From the first entry to the last, repeat them all exactly.

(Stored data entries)
===
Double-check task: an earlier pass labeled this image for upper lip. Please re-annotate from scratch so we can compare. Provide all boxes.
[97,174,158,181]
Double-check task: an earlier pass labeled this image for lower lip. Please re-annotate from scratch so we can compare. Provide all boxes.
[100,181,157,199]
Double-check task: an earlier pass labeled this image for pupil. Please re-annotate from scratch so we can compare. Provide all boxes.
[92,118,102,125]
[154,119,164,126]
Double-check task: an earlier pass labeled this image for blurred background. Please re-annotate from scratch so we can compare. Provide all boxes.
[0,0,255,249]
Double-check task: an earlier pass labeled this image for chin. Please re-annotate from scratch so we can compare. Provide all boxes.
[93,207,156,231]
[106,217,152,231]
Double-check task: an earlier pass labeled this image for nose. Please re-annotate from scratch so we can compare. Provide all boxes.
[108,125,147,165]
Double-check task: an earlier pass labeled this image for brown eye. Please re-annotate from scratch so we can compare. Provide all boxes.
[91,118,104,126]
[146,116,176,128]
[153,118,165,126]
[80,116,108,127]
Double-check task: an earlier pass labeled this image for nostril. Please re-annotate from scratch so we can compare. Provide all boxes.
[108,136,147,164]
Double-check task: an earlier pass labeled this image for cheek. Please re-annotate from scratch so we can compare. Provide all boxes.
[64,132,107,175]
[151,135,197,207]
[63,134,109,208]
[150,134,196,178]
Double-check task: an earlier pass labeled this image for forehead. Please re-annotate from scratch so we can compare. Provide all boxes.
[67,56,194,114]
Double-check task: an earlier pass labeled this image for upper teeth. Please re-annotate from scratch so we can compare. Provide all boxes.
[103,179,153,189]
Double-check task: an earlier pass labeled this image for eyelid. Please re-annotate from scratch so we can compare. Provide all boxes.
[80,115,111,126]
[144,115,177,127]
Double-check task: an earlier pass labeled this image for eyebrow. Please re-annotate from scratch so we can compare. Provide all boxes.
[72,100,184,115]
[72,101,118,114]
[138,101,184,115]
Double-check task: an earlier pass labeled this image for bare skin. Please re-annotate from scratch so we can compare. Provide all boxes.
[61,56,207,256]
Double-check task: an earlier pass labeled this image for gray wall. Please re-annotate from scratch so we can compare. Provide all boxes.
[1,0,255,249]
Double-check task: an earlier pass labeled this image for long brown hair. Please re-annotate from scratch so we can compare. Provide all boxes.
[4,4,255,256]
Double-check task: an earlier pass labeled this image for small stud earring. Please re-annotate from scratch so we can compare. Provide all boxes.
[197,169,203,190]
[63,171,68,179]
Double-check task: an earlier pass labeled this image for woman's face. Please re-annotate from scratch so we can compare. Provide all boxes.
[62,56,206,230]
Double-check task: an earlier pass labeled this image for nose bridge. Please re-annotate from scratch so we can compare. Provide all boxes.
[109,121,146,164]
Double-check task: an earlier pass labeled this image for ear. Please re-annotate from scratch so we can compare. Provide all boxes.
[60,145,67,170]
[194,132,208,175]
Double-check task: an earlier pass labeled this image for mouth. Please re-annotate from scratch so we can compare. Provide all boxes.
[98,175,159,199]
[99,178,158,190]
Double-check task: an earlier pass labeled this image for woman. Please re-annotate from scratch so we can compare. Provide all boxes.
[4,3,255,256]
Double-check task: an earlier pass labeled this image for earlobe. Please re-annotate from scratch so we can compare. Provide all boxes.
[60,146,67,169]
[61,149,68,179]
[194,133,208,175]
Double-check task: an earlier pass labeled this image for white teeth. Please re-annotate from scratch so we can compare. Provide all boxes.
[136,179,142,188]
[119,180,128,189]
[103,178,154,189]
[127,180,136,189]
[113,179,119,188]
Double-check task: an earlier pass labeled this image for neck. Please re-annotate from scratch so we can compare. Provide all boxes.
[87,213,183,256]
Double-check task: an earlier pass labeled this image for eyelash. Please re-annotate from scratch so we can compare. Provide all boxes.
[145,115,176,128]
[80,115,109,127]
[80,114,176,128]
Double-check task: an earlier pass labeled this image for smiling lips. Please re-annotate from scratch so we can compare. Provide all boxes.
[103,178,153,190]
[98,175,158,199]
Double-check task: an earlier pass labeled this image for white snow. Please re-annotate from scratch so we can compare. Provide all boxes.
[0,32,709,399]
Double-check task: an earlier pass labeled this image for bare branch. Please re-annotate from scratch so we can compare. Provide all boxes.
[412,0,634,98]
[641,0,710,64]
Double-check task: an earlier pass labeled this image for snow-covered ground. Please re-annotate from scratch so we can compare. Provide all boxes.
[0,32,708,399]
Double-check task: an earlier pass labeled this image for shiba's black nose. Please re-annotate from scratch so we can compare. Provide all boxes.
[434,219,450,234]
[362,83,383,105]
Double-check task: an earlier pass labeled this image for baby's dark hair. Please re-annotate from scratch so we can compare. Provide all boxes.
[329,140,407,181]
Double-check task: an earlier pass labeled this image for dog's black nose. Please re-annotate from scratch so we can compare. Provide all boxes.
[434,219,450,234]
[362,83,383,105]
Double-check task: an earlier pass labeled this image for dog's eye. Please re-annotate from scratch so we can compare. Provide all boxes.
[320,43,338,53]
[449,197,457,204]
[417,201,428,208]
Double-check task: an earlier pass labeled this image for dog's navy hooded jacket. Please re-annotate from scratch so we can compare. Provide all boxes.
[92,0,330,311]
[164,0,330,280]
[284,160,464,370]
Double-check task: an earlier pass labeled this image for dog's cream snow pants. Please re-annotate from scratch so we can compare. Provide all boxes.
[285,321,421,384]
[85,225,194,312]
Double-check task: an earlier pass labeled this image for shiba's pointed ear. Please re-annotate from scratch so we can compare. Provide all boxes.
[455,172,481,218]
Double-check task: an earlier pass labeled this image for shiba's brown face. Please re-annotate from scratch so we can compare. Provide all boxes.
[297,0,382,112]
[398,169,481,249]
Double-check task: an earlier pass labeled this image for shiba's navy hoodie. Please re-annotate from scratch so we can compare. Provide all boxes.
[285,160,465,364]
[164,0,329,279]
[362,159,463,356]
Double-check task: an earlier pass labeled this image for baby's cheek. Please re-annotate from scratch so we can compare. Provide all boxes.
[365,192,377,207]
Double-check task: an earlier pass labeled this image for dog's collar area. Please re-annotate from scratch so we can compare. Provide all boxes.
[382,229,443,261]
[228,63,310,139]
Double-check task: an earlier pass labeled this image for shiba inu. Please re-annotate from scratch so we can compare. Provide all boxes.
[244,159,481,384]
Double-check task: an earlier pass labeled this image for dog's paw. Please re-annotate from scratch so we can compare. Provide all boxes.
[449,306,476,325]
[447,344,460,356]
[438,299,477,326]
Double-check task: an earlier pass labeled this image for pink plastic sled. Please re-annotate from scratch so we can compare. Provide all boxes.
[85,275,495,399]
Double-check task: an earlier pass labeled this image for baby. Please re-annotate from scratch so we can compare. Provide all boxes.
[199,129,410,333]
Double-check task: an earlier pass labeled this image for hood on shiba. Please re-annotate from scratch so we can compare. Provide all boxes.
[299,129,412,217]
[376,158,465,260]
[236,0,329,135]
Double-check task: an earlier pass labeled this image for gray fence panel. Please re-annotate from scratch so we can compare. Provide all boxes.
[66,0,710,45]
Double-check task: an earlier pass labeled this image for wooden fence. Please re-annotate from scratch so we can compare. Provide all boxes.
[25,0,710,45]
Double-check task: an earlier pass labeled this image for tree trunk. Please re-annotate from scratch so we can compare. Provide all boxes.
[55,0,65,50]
===
### ANSWER
Double-check task: an earlier pass labeled this image for upper lip. Please re-annotate from scratch so we can compare. Provide all boxes.
[97,174,158,181]
Double-check task: an earlier pass labeled this image for lower lip. Please re-annotate from scratch so we can compare. Provide all boxes.
[100,181,157,199]
Double-check task: an earlier pass labeled this image for pupil. Please re-annotate from scratch so we can compare. Provide all boxes.
[92,118,102,125]
[154,119,164,126]
Double-check task: an earlier pass labeled this image for blurred background. Please re-annotate from scratch so we can compare. Provide all boxes.
[0,0,255,249]
Double-check task: an earlier pass labeled this image for chin. Please re-annotate from scratch so we can compare. Provide all boxes.
[93,207,156,231]
[106,217,152,231]
Double-check task: an earlier pass labeled this image for nose. Please re-annotate from scratch so we can compare. Provide all boxes.
[108,125,147,165]
Double-check task: an earlier pass labeled this image for brown eye. Please re-annotate from scratch so we can compare. Provide all boxes.
[91,118,104,126]
[146,116,176,128]
[153,118,165,126]
[80,116,108,127]
Double-check task: an earlier pass labeled this image for nostril. Please re-annotate from scratch so we can compare. Provide all boxes.
[108,136,147,164]
Double-check task: an earlier pass labeled this image for cheek. Please re-annotate from scratch so we can compare. Provide all boxes.
[64,132,107,175]
[151,135,197,207]
[63,134,109,208]
[150,134,196,178]
Double-check task: an earlier pass labeled this image for forehead. Please re-annotate from scratch so we can compare. Provide all boxes.
[67,56,194,114]
Double-check task: an earlier pass labeled this image for upper teeth. Please re-annotate from scratch so we can compare. Provide all boxes.
[103,179,153,189]
Double-check task: an earlier pass labeled this image for eyelid. Please re-annotate from scratch so we can compare. Provide all boxes.
[80,115,111,126]
[144,115,177,127]
Double-check task: an earlier pass labeled this image for eyebrow. Please re-annotate from scratch so we can compare. Provide all boxes.
[72,100,184,115]
[72,101,118,114]
[138,101,184,115]
Double-check task: an earlier pass labeled this image for bare skin. Please re-annotate from scratch so we can compare. Provide all boxes.
[61,56,207,256]
Double-check task: an earlier pass labeled this image for gray wall. Please re-annotate from scratch so we can compare. Provide all boxes.
[1,0,255,249]
Double-check task: an earlier pass labeled this image for long brown hair. Please re-annotate from scratch so we can compare. Provide all boxes.
[4,4,255,256]
Double-check task: an earlier pass labeled this image for small stud earring. Please re-annotate from scratch so we can compare. Provide all boxes.
[197,169,203,190]
[63,171,68,179]
Double-check task: an earlier pass labeled this image for woman's face. Please re-annotate from scratch so we can compare. Provide all boxes.
[62,56,206,230]
Double-check task: an earlier pass labeled this image for nose bridge. Please re-annotate from scratch so we can compare. Provide all boxes.
[109,121,146,164]
Double-check task: an earlier pass labeled this image for ear. Please re-annotate from scratch so we can compare. Provide all boxes.
[60,145,67,170]
[194,132,208,175]
Double-check task: an earlier pass labeled this image for mouth. Please re-annotate from scratch so we can compare. Provide all boxes.
[98,175,159,199]
[99,178,158,190]
Double-check task: an earlier pass labeled this image for woman. Please re-annotate from scratch so we can compare. Provide all boxes.
[4,3,255,256]
Double-check task: an earlier pass labeled this image for earlobe. Please re-annotate from scratch so we can compare. Provide all boxes.
[60,146,67,169]
[61,149,68,179]
[194,133,208,175]
Double-check task: an earlier pass labeled this image for white teeth. Please re-annotate from scratch so we can compare. Provide all boxes.
[136,179,142,188]
[119,180,128,189]
[103,178,154,189]
[127,180,136,189]
[113,179,119,188]
Double-check task: an earlier pass labeled this image for neck. Please re-annotate from scratch so we can compare. Provide all boxes.
[87,213,183,256]
Double-check task: an earlier pass labeled this image for eyelash. Please re-annotate from scratch so we can compare. Provide all boxes.
[145,115,176,128]
[80,115,109,127]
[80,114,176,128]
Double-check task: an earlier pass labeled this image for smiling lips. Please re-annotate from scratch so we can compare. Provide all boxes.
[103,178,153,190]
[98,175,158,199]
Double-check task: an earlier pass labeled this image for white snow. Please re-annotate from scratch so we can compare. Provide all boxes.
[0,32,709,399]
Double-check task: an earlier pass labeled this image for bare branch. Please re-annotate from scratch so we can compare. Provide all boxes.
[412,0,634,98]
[641,0,710,64]
Double-check task: an earlier pass labeled this image for snow-covered ground. Please re-annotate from scratch so we can compare. Provide all boxes.
[0,32,708,399]
Double-check task: an earlier pass labeled this image for shiba's black nose. Please re-annotate from scratch so we can compare. Provide all boxes.
[434,219,450,234]
[362,83,383,105]
Double-check task: an earlier pass labeled this image for baby's dark hair. Please re-annotate from scratch so we can compare. Provide all boxes.
[329,140,407,181]
Double-check task: an earlier pass labeled this image for dog's black nose. Please re-annotate from scratch so we can compare. Provide all boxes.
[434,219,450,234]
[362,83,383,105]
Double-check task: an earlier pass labeled this image for dog's eye. Please re-annotate from scratch so we can compare. Provide all boxes.
[320,43,338,53]
[449,197,457,204]
[417,201,428,208]
Double-check task: an earlier pass labeled this image for dog's navy hooded jacket. Please re-annotate from scratch so we can compare. Provide all boxes.
[92,0,330,311]
[164,0,330,280]
[284,160,464,370]
Double-check task: an earlier pass labeled this image for dog's cream snow pants. Please re-annotate from scratch so we can compare. Provide all boxes.
[285,321,421,384]
[85,225,194,312]
Double-check task: an earlier pass labeled this image for shiba's pointed ear. Please re-annotate from scratch so we can compare. Provide all boxes.
[455,172,481,218]
Double-check task: an earlier pass labeled this image for shiba's brown face. Please re-annotate from scratch so we can compare. Provide all boxes.
[297,0,382,112]
[398,169,481,249]
Double-check task: an earlier pass labeled this image for shiba's navy hoodie. Please re-annotate from scratch so we can compare. Provide all boxes.
[285,160,465,364]
[164,0,329,279]
[362,159,463,356]
Double-check task: an earlier pass labeled this image for baby's cheek. Please re-annotate from scratch so we can compare. Provide all boxes.
[365,192,377,207]
Double-check task: an earlier pass labeled this image for dog's collar area. Please re-annotate from scratch so we can compare. Provide all boxes.
[382,229,443,261]
[228,63,310,139]
Double-check task: an earlier pass labeled this image for shiba inu. Please re-annotate from scratch so we can compare. Provide all boxes.
[244,159,481,384]
Double-check task: an earlier pass labeled this image for dog's paw. Please re-annotate from scratch so we can compare. Provide all boxes.
[449,306,476,325]
[447,344,460,356]
[438,299,477,326]
Double-check task: an earlier pass labeled this image for pink plastic sled. Please re-annotate from scratch so we can compare. Provide all boxes.
[85,275,495,399]
Double-check task: an earlier pass labeled this image for baby. Please re-annotate from scratch so we can compare. Provide all boxes.
[199,129,410,333]
Double-check task: an earlier pass labeled this image for hood on shiba. Please re-annotate from scratch so we can compare. Provide all boxes.
[299,129,412,217]
[376,158,465,260]
[236,0,329,135]
Double-check task: an earlier pass labeled this image for gray fence panel. Please re-annotate from scratch so we can compare. Provide all boxes.
[66,0,710,45]
Double-check task: an earlier pass labeled this image for wooden fence. Please re-annotate from scratch so we can compare. Provide all boxes.
[25,0,710,45]
Double-check task: an earlier pass labeled this image for tree trunk. Please re-annotate from scratch so we can compare. Provide all boxes.
[55,0,65,50]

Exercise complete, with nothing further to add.